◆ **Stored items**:

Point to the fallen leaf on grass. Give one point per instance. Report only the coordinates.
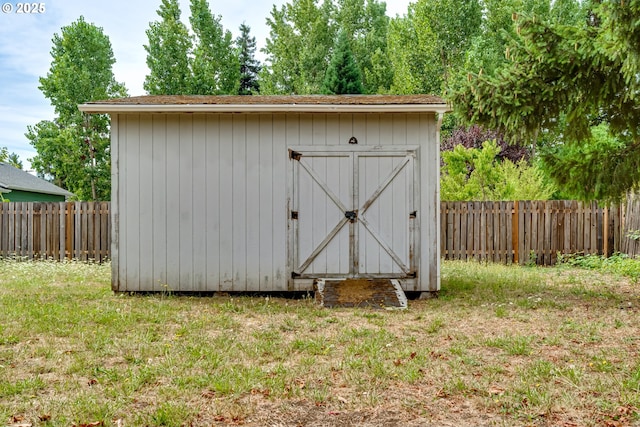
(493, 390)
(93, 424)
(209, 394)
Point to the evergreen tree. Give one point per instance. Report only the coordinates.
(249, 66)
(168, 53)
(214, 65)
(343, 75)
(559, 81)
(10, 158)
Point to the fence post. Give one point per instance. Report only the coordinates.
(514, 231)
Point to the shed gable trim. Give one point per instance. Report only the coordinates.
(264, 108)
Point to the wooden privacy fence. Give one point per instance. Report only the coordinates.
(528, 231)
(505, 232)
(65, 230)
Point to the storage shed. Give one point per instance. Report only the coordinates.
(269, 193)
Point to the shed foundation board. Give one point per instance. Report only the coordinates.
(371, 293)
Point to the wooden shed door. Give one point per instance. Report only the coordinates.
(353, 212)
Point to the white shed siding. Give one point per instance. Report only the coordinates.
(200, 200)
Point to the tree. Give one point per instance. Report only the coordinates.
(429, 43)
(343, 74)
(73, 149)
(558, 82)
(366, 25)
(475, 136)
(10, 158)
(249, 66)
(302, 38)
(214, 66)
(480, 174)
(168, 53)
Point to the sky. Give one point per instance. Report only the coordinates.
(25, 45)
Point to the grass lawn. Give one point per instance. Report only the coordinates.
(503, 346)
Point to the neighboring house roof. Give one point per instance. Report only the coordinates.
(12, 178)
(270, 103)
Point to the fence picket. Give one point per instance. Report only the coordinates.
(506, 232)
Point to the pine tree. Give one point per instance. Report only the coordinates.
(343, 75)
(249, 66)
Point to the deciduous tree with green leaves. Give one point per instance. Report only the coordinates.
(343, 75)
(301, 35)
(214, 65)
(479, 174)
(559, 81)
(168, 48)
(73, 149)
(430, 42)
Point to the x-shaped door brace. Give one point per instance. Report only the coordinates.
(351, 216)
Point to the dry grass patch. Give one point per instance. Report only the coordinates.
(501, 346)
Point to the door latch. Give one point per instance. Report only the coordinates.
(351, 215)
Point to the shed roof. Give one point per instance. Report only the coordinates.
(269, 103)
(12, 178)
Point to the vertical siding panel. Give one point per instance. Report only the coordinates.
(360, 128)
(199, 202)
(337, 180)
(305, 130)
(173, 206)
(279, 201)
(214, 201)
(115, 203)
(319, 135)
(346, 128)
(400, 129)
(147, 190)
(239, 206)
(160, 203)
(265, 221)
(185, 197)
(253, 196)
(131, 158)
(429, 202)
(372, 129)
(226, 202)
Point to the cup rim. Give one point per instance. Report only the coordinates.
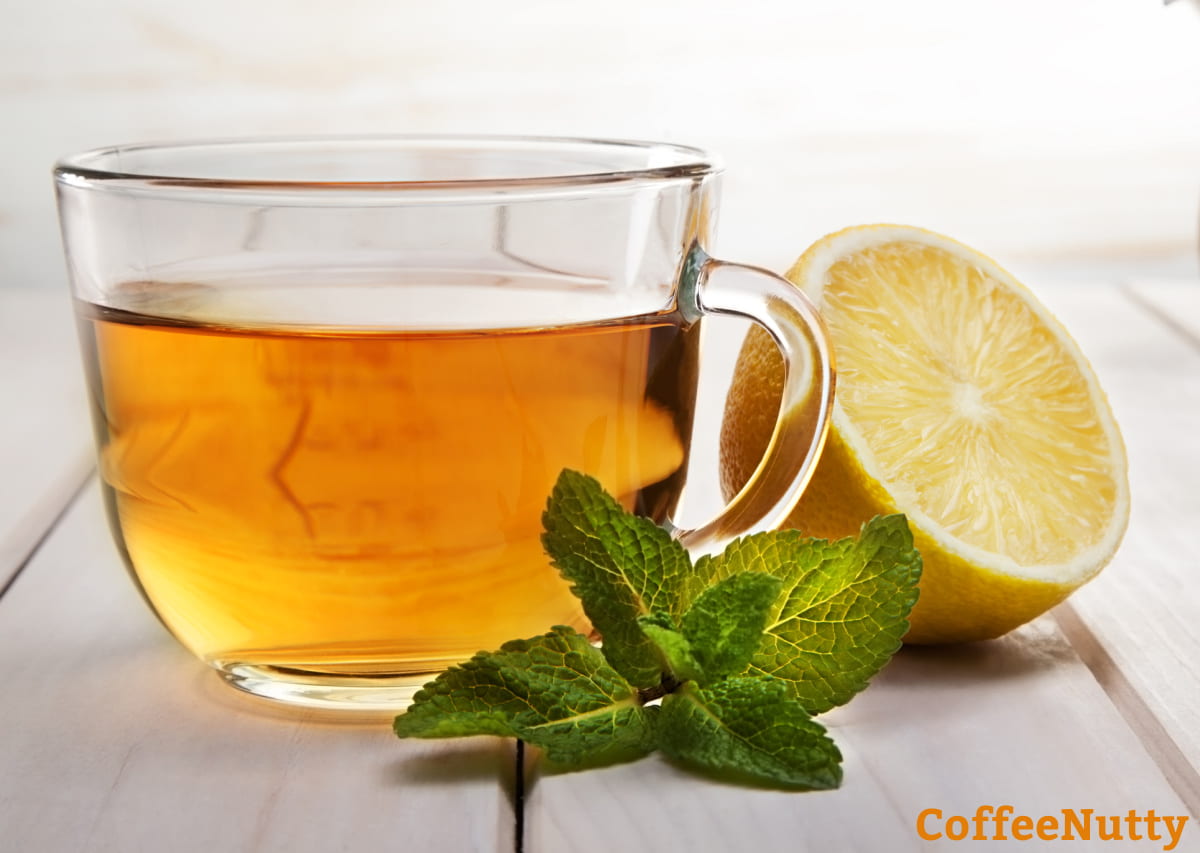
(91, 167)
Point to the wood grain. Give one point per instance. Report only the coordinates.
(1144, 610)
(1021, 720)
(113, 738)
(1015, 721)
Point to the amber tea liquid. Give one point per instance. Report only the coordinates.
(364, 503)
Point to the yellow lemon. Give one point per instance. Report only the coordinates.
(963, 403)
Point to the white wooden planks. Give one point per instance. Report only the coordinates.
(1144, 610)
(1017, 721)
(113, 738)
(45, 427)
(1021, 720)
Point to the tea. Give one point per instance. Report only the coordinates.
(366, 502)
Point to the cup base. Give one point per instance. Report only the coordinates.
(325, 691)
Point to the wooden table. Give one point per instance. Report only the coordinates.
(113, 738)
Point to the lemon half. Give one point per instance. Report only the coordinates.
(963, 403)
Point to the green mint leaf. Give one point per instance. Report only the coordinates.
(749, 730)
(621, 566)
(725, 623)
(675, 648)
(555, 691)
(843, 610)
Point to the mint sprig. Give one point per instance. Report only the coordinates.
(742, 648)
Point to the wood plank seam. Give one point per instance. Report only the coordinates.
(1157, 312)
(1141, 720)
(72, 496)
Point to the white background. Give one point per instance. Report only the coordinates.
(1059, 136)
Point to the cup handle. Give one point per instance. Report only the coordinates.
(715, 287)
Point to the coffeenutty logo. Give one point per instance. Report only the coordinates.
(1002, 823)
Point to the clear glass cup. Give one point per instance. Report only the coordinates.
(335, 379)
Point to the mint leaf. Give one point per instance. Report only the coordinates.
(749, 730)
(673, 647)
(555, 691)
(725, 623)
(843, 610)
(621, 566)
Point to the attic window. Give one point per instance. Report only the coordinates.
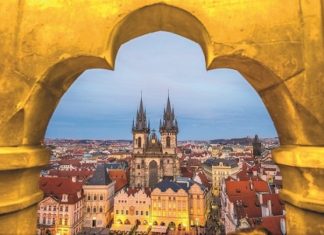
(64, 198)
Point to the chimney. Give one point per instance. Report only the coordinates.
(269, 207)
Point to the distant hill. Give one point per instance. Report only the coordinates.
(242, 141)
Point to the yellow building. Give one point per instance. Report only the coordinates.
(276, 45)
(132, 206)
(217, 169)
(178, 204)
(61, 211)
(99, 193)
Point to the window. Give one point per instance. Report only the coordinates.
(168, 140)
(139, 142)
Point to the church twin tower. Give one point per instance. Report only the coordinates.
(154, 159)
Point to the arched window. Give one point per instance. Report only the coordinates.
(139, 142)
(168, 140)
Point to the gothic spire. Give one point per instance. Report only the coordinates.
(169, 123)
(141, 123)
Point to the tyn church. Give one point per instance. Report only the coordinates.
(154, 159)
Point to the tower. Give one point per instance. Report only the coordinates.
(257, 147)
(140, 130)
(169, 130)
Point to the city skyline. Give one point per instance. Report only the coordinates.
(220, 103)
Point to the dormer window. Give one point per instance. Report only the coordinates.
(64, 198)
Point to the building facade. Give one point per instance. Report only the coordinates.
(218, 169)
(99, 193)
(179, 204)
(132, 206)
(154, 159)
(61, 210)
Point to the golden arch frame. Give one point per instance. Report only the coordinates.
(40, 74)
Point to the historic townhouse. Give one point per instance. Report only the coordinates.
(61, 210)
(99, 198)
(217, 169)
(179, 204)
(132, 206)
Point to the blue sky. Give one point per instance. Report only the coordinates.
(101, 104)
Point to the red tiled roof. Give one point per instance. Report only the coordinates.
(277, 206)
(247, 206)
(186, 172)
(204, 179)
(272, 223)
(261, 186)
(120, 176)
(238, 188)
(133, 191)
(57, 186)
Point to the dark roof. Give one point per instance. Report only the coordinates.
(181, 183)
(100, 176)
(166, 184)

◆ **GIVEN TASK**:
Can you print all of the records above word for word, with the pictures left out?

◆ **SOLVED PROBLEM**:
Point to the fallen leaf on grass. Give one point per instance. Report only the coordinates.
(493, 390)
(93, 424)
(209, 394)
Point to the evergreen tree. Give one point per instance. Report only the coordinates.
(249, 66)
(168, 53)
(214, 65)
(343, 75)
(559, 81)
(10, 158)
Point to the fence post. Give one point per instance. Report only the coordinates.
(514, 231)
Point to the shed gable trim. Give one point per instance. Report only the coordinates.
(264, 108)
Point to the wooden privacy fence. Give one point per instance. Report only the coordinates.
(528, 231)
(505, 232)
(65, 230)
Point to the storage shed. Give one point per instance. Report only the coordinates.
(269, 193)
Point to the shed foundation board. Give one point per instance. Report only the coordinates.
(371, 293)
Point to the wooden shed door. Give one point per instance. Report only the coordinates.
(353, 212)
Point to the white shed siding. Give one point per instance. Report only the coordinates.
(200, 200)
Point to the tree. Give one point per instance. Report only the coordinates.
(429, 43)
(343, 74)
(73, 149)
(558, 82)
(366, 25)
(475, 136)
(10, 158)
(249, 66)
(302, 38)
(214, 66)
(480, 174)
(168, 53)
Point to the sky. Give one point per instance. Report only the coordinates.
(25, 45)
Point to the grass lawn. Give one point per instance. Report only the coordinates.
(503, 346)
Point to the neighboring house roof. Give one point per instance. Report only the coordinates.
(12, 178)
(270, 103)
Point to the fence picket. Give one point per instance. Report only the coordinates.
(506, 232)
Point to the pine tree. Give one point per instance. Report only the coordinates.
(343, 75)
(249, 66)
Point to the deciduous tree with green leaves. Give one point per instance. Report only the coordinates.
(343, 75)
(301, 35)
(214, 65)
(479, 174)
(559, 81)
(168, 48)
(73, 149)
(430, 42)
Point to the x-shaped door brace. Give one point per instance. Report only the coordinates.
(351, 216)
Point to the dry grass patch. Give one point per instance. Report only the coordinates.
(501, 346)
Point to the door latch. Give one point per instance. Report only the coordinates.
(351, 215)
Point to the shed roof. Give one point per instance. Report only the coordinates.
(269, 103)
(12, 178)
Point to the vertical siding panel. Give one point per instance. Report only the coordinates.
(360, 128)
(199, 202)
(337, 180)
(305, 130)
(173, 206)
(279, 201)
(214, 201)
(115, 203)
(319, 135)
(346, 128)
(400, 129)
(147, 190)
(239, 206)
(160, 203)
(265, 221)
(185, 197)
(253, 196)
(131, 158)
(429, 202)
(372, 129)
(226, 202)
Point to the cup rim. Give one point per instance. Report only the coordinates.
(91, 167)
Point to the wood grain. Give one point per instance. Report only the coordinates.
(1144, 610)
(1021, 720)
(113, 738)
(1015, 721)
Point to the amber tea liquid. Give one point per instance. Report only the coordinates.
(364, 503)
Point to the yellow lemon. Give one point per instance. Report only the coordinates.
(963, 403)
Point to the white wooden planks. Give one point per instance. Report only the coordinates.
(1144, 610)
(1017, 721)
(113, 738)
(45, 427)
(1021, 720)
Point to the tea. Give one point per instance. Report only the coordinates.
(366, 502)
Point to the cup base. Give one point per instance. Report only the coordinates.
(325, 691)
Point to the wooden table. Give one point per instance. Report only the coordinates.
(113, 738)
Point to the lemon half. Give one point per instance. Report only the coordinates.
(963, 403)
Point to the green mint leaf. Give one point per instance. Report only the coordinates.
(749, 730)
(621, 566)
(725, 623)
(675, 648)
(555, 691)
(843, 610)
Point to the mint sprig. Give one point per instance. Report only the coordinates.
(742, 648)
Point to the wood plank seam. Give one point per instance. Report only the coordinates.
(1157, 312)
(1141, 720)
(72, 496)
Point to the white background. Give one point per instance. Report only the coordinates.
(1059, 136)
Point to the cup handle. Give one point per instance. Report only the coordinates.
(715, 287)
Point to the coffeenutty logo. Give one point per instance. Report only the coordinates.
(1002, 823)
Point to the clear glass cup. Give one point per instance. Report only the coordinates.
(335, 379)
Point to the mint leaf. Give one point per instance. Report only the coordinates.
(749, 730)
(673, 647)
(555, 691)
(725, 623)
(843, 610)
(621, 566)
Point to the attic window. Give one point per instance. Report only the coordinates.
(64, 198)
Point to the chimney. Give one point per instance. Report only the coordinates.
(269, 207)
Point to the distant hill. Give one point per instance. Report only the coordinates.
(242, 141)
Point to the yellow building. Give one point per instance. Report only the coordinates.
(276, 45)
(132, 206)
(217, 169)
(178, 204)
(61, 211)
(99, 193)
Point to the window. Give one point per instance. Report only the coordinates.
(168, 140)
(139, 142)
Point to the church twin tower. Give one point per instance. Report only the coordinates.
(154, 159)
Point to the arched window. Give one point per instance. Report only the coordinates.
(139, 142)
(168, 140)
Point to the gothic spire. Give one point per instance. Report only the coordinates.
(169, 123)
(141, 123)
Point to the tyn church. Give one point per instance. Report only the coordinates.
(154, 159)
Point to the tower. Give one point per instance. Report only the coordinates.
(257, 147)
(140, 130)
(169, 130)
Point to the city skyline. Give one point per instance. Report only the coordinates.
(220, 103)
Point to the dormer window. Give one point per instance. Report only the coordinates.
(64, 198)
Point to the building facade. Give one point per instance. Report only the coordinates.
(218, 169)
(99, 193)
(179, 204)
(132, 206)
(154, 159)
(61, 210)
Point to the golden arch frame. Give one point per instance. Report only the coordinates.
(40, 74)
Point to the historic townhouse. Give one point per instance. Report only the coordinates.
(61, 210)
(99, 198)
(217, 169)
(179, 204)
(132, 206)
Point to the blue sky. Give one point per instance. Report only the coordinates.
(101, 104)
Point to the red tiled roof. Give one point per instance. Report only the coordinates.
(277, 206)
(247, 206)
(186, 172)
(204, 179)
(272, 223)
(261, 186)
(120, 176)
(238, 188)
(133, 191)
(57, 186)
Point to the dark roof. Give one point per instance. Report only the coordinates.
(181, 183)
(100, 176)
(166, 184)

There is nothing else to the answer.